◆ SET EXERCISE 1 ◆
According to the page on RegExp and String methods, why can't str.search be used to find the matches that come after the first one?
◆ SET EXERCISE 2 ◆
Write out the stretch of the page on RegExp and String methods from "To search for the" through "match – regexp.test(str).".

◆ SUPPLIED PASSAGE ◆
────────────────────────────────────────

Methods of RegExp and String

There are two sets of methods to deal with regular expressions.

  1. First, regular expressions are objects of the built-in RegExp class, it provides many methods.
  2. Besides that, there are methods in regular strings can work with regexps.

Recipes

Which method to use depends on what we’d like to do.

Methods become much easier to understand if we separate them by their use in real-life tasks.

So, here are general recipes, the details to follow:

To search for all matches:

Use regexp g flag and:

  • Get a flat array of matches – str.match(reg)
  • Get an array or matches with details – str.matchAll(reg).

To search for the first match only:

  • Get the full first match – str.match(reg) (without g flag).
  • Get the string position of the first match – str.search(reg).
  • Check if there’s a match – regexp.test(str).
  • Find the match from the given position – regexp.exec(str) (set regexp.lastIndex to position).

To replace all matches:

  • Replace with another string or a function result – str.replace(reg, str|func)

To split the string by a separator:

  • str.split(str|reg)

Now you can continue reading this chapter to get the details about every method… But if you’re reading for the first time, then you probably want to know more about regexps. So you can move to the next chapter, and then return here if something about a method is unclear.

str.search(reg)

We’ve seen this method already. It returns the position of the first match or -1 if none found:

let str = "A drop of ink may make a million think";

alert( str.search( /a/i ) ); // 0 (first match at zero position)

The important limitation: search only finds the first match.

We can’t find next matches using search, there’s just no syntax for that. But there are other methods that can.

str.match(reg), no “g” flag

The behavior of str.match varies depending on whether reg has g flag or not.

First, if there’s no g flag, then str.match(reg) looks for the first match only.

The result is an array with that match and additional properties:

  • index – the position of the match inside the string,
  • input – the subject string.

For instance:

let str = "Fame is the thirst of youth";

let result = str.match( /fame/i );

alert( result[0] );    // Fame (the match)
alert( result.index ); // 0 (at the zero position)
alert( result.input ); // "Fame is the thirst of youth" (the string)

────────────────────────────────────────

◆ MATERIAL PROVIDED ◆
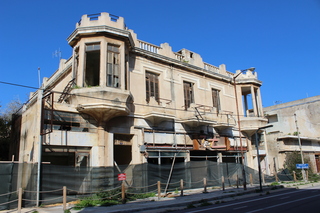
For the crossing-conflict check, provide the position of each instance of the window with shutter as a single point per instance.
(113, 66)
(188, 94)
(216, 99)
(92, 72)
(152, 86)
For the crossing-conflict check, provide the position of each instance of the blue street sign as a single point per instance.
(302, 166)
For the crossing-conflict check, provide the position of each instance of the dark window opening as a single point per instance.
(92, 72)
(152, 86)
(122, 149)
(113, 66)
(188, 94)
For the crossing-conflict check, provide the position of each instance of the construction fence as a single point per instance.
(60, 184)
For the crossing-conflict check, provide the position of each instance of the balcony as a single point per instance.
(102, 103)
(250, 124)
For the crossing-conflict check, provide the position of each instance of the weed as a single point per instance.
(190, 206)
(275, 184)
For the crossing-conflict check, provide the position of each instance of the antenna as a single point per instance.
(57, 54)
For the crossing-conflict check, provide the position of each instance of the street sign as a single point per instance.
(302, 166)
(122, 176)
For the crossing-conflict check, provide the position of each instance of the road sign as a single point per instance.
(122, 176)
(302, 166)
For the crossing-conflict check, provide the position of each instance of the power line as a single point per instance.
(19, 85)
(105, 99)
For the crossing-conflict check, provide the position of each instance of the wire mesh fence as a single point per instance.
(82, 182)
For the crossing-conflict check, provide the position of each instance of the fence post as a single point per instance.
(204, 185)
(19, 200)
(181, 187)
(64, 194)
(222, 181)
(123, 192)
(159, 190)
(294, 176)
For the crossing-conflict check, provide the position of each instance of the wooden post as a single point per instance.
(64, 194)
(159, 190)
(123, 192)
(222, 182)
(181, 187)
(205, 185)
(19, 200)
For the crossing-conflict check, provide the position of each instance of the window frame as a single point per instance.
(113, 72)
(188, 92)
(216, 99)
(90, 50)
(152, 86)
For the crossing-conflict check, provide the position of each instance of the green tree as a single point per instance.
(292, 159)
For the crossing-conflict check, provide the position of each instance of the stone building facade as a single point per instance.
(283, 136)
(120, 100)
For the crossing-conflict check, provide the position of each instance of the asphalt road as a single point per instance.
(293, 201)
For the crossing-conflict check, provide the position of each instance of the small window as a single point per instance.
(188, 94)
(113, 66)
(272, 118)
(152, 86)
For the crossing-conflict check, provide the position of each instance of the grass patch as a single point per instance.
(190, 206)
(109, 198)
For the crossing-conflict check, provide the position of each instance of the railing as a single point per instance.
(125, 191)
(149, 47)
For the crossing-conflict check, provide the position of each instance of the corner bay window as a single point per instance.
(113, 73)
(188, 94)
(152, 86)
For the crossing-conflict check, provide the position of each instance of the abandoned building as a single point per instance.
(120, 100)
(289, 119)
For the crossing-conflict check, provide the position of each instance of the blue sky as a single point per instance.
(281, 39)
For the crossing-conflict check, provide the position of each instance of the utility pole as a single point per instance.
(302, 160)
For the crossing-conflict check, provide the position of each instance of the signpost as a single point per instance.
(302, 166)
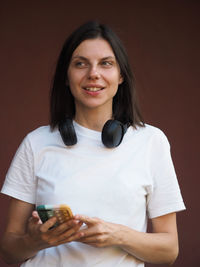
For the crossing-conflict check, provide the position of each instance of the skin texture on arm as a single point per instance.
(158, 247)
(25, 235)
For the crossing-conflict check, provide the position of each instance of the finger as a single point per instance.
(66, 226)
(48, 224)
(71, 234)
(86, 219)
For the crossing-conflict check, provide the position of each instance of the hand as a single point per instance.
(44, 237)
(98, 232)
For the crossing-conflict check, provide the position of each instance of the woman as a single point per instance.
(98, 157)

────────────────────────────────────────

◆ FINAL ANSWER 1 ◆
str.search finds only the first match, and it has no syntax for reaching later ones. Other methods are needed to find the rest.

◆ FINAL ANSWER 2 ◆
To search for the first match only:

  • Get the full first match – str.match(reg) (without g flag).
  • Get the string position of the first match – str.search(reg).
  • Check if there’s a match – regexp.test(str).